*** Opening of PROVIDED DATA ***

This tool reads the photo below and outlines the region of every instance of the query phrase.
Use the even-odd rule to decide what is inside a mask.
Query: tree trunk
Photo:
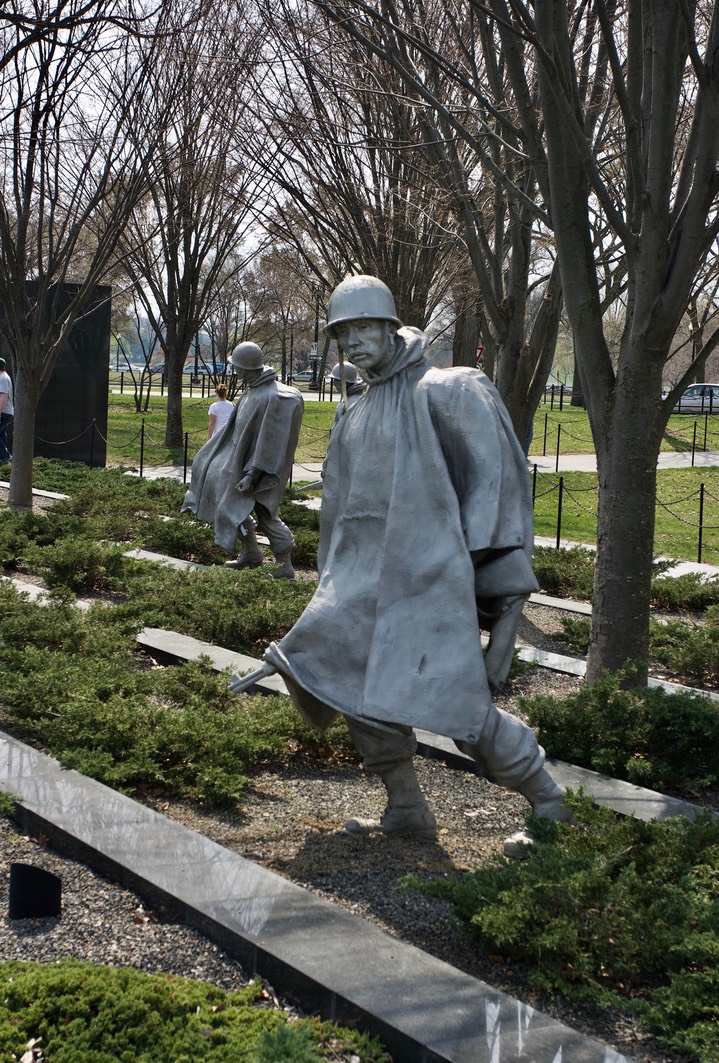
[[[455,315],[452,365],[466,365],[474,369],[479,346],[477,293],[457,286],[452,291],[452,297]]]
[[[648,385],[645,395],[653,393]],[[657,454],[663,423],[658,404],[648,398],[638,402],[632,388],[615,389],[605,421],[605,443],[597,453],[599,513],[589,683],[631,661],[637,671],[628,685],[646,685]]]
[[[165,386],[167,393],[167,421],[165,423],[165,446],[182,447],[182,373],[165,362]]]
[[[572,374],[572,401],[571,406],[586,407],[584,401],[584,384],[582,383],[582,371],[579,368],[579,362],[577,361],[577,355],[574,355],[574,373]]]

*** Close of PROVIDED DATA ***

Repeat the records above exactly, without pictures.

This tool reads the photo below and outlines the region of every instance of the query phrase.
Use the even-odd rule to decide what is inside a mask.
Query: tree trunk
Photo:
[[[455,315],[452,365],[466,365],[474,369],[479,346],[477,293],[457,286],[452,291],[452,297]]]
[[[648,385],[645,395],[653,393]],[[657,454],[663,423],[658,404],[648,398],[638,402],[632,388],[615,389],[605,421],[605,443],[597,453],[599,513],[589,683],[631,661],[637,671],[628,685],[646,685]]]
[[[165,386],[167,393],[167,421],[165,423],[165,446],[182,447],[182,373],[165,362]]]
[[[572,374],[572,401],[571,406],[586,407],[584,401],[584,384],[582,383],[582,371],[579,368],[579,362],[577,361],[577,355],[574,355],[574,373]]]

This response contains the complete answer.